» **Stated problem**: Find each line in the listing below that contains the word "Target", and copy those lines out.

» **Stored records**:
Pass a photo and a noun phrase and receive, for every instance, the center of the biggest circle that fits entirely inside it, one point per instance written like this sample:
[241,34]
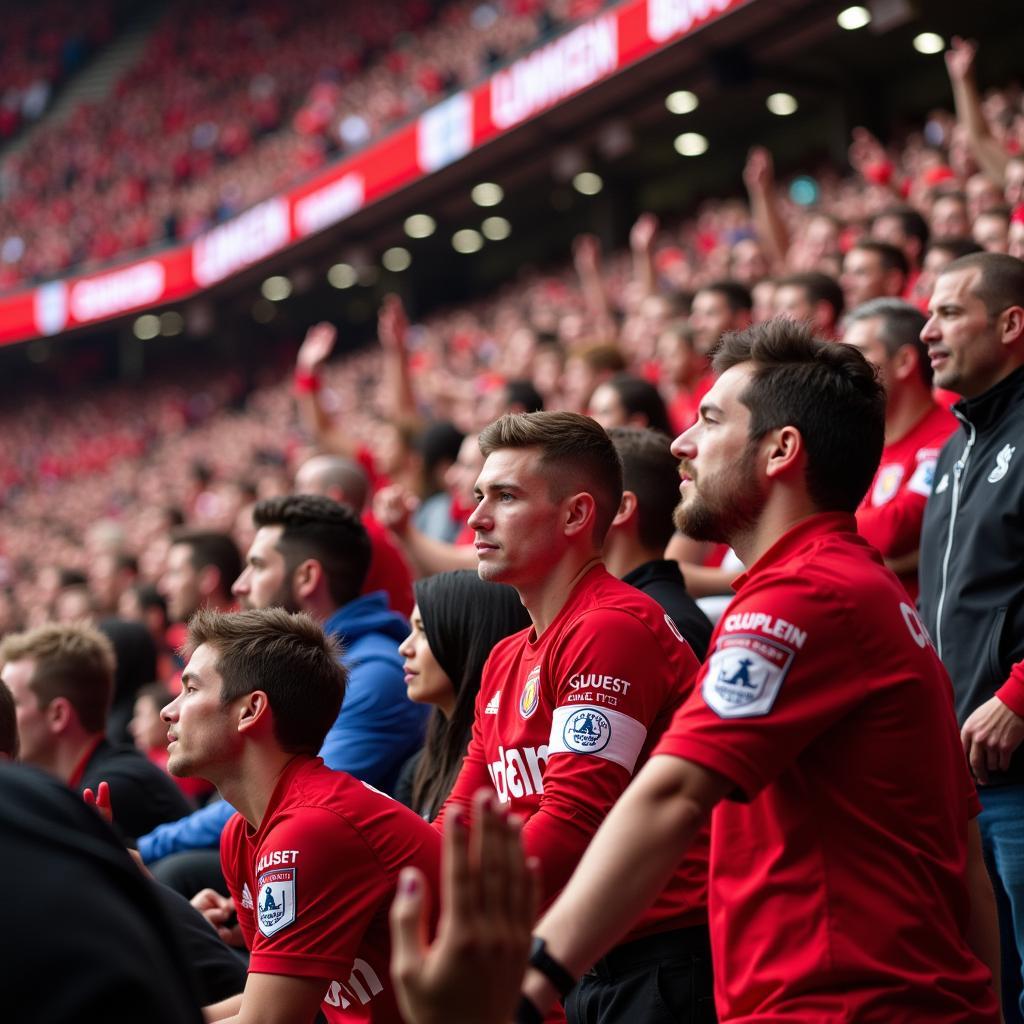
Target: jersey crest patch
[275,899]
[529,699]
[587,731]
[744,676]
[890,477]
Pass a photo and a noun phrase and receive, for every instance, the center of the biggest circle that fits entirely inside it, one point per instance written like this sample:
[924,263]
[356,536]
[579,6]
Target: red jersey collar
[297,763]
[798,537]
[83,762]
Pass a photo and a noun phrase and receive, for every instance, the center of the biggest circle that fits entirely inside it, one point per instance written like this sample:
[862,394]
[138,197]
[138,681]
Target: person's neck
[777,519]
[69,754]
[904,410]
[249,782]
[547,597]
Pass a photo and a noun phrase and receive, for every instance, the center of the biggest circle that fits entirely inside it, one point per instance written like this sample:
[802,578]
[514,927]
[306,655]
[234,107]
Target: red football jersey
[563,720]
[388,569]
[313,884]
[893,509]
[838,885]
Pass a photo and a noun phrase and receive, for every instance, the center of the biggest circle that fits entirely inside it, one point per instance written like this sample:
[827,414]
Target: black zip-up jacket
[972,550]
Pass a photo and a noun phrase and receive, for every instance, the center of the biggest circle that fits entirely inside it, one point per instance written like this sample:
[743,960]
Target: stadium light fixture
[588,183]
[396,259]
[690,143]
[929,42]
[781,103]
[853,18]
[342,275]
[682,101]
[487,194]
[171,324]
[420,225]
[467,241]
[146,327]
[276,289]
[496,228]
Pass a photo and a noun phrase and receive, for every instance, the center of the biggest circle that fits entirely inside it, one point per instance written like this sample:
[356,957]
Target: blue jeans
[1001,824]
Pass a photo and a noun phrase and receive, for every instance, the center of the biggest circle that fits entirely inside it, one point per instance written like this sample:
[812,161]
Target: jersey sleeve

» **Response**:
Target: jersey crest patch
Target: red jersey collar
Target: person's neck
Target: red football jersey
Target: black zip-up jacket
Target: stadium light fixture
Target: blue jeans
Target: jersey sleeve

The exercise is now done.